This realization snowballed into something greater than itself, and created these connections that you’re reading about right now. I didn’t name the character Simon Belmont. The character always was Simon Belmont. The town of Yharnam holds within it the same monsters that roamed the countryside of Transylvania and within the walls of Dracula’s castle.
In Bloodborne, you awaken in a room where you’re seemingly being operated on. You soon learn that this town of Yharnam is filled with monsters who have been transformed into such beings after the spread of a blood-borne illness. You are tasked with locating the source of it’s origin and putting an end to it so that peace is restored to the people and this wretched nightmare may come to an end.
The curse of Dracula is alive and well within Bloodborne. Dracula lives as the original vampire, spreading vampirism across the world like an infectious disease. The only way to break the curse of a vampire is to kill the original vampire; to kill Dracula, as the Belmont’s have sworn to do for centuries.
Like the charming Dracula as we see him in film and story, Bloodborne brings with it its own friendly charmer, Gehrman. We first meet Gehrman in the Hunter’s Dream, a respite from the terror of Yharnam and a place for leveling up and fast-traveling to other areas of the map. Gehrman greets us from his wheelchair and offers advice to us that will help us on our journey. He remains here throughout the game, adding layers to the story that would have otherwise been lost. He’s a key piece to the Bloodborne puzzle and without him the story is for naught.

Given material:
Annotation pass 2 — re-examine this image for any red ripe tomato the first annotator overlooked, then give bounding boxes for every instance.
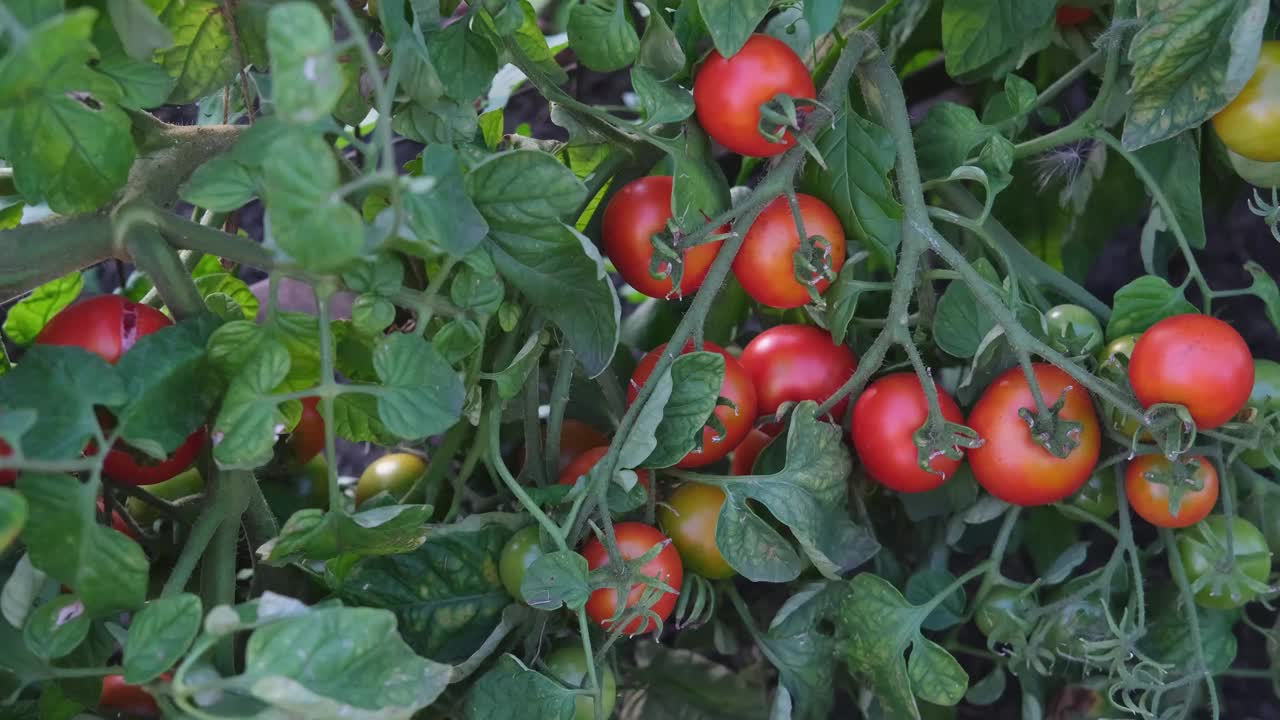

Apply what you read:
1. Condense the paragraph of the Bloodborne passage that begins "Like the charming Dracula" into a short list that keeps its main facts.
2. According to the Bloodborne passage, what turned the people of Yharnam into monsters?
3. Carry on the essay on Bloodborne and Castlevania from the point where it stops.
The material has no connection to the text about Bloodborne and Castlevania.

Task results:
1.
- Bloodborne has its own friendly charmer, Gehrman, much like the charming Dracula of film and story.
- We first meet him in the Hunter's Dream, a refuge from Yharnam's terror used for leveling up and fast-traveling.
- He greets us from his wheelchair and gives advice for the journey.
- He stays there for the whole game and adds layers to the story.
- He is a key piece of the Bloodborne puzzle, and without him the story is for naught.

2. They were transformed after the spread of a blood-borne illness.

3.
As Dracula would later reveal the monster within to Jonathan Harker and his wife Mina, Gehrman becomes the greatest enemy to coda the tale of Bloodborne. Our final boss of Bloodborne is the man who we trusted from the start. He’s sent us through hell to make our way back to him and he’s as necessary as he is terrible. Gehrman awaits our return to the rear of the Hunter’s Dream as Dracula sits in his throne sipping from his chalice and mocking humanity at the behest of Richter Belmont. His final speech is an offer, as Dracula offered Alucard and the like to submit and allow darkness to reign. Killing Gehrman may result in multiple endings, one of which signifies that the player becomes Gehrman in the end, as Dracula would see fit. If you gather three different umbilical cord pieces, you are able to reveal the true monster and fight the Moon Presence, seemingly putting an end to the horror and creating a new dawn for humanity.
Bloodborne is littered with parallels to Castlevania, moreso than I had initially realized when I spotted a few intriguing images from that first reveal trailer. The further that you go into Bloodborne, the more that you can call it the Castlevania game that Konami will never give us. If you’ve played Bloodborne, start to unravel its story and plot and look at them not as specifics but more as archetypes and the like. If you know Castlevania lore, you can begin to drop it in and make sense of these two worlds as one.
Bloodborne takes place over the course of one single night. Progression through the game drives the clock forward and the higher the moon rises, the worse the environment becomes for the protagonist. Oh, what a horrible night to have a curse.
Obviously, Bloodborne is not a Castlevania game. It’s made by entirely different people at an entirely different company who have an entirely different agenda. Bloodborne could easily be relative to any number of gothic horror stories or fiction, and in fact Hidetaka Miyazaki has cited a few of them as influence on the franchise. I know that these two are not one in the same. I know that Miyazaki and From Software didn’t see an opportunity for a new Castlevania game that would never become reality and take it for themselves.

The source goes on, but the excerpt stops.